• Coordinate annotation records:
:::

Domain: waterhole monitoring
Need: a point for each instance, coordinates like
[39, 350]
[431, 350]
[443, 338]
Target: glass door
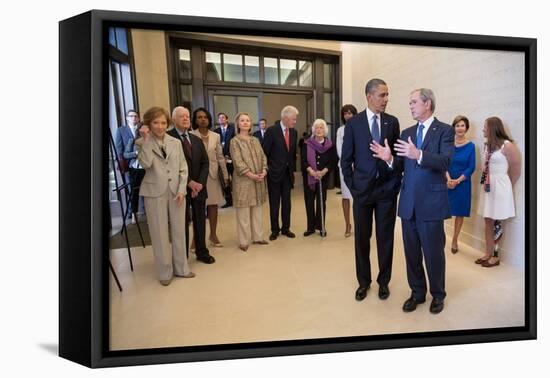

:::

• TASK: Reproduce every line of the items above word for word, omitting the pictures.

• EXERCISE SOLUTION:
Domain: waterhole monitoring
Need: a point for each instance, coordinates like
[39, 350]
[431, 350]
[443, 338]
Target: glass door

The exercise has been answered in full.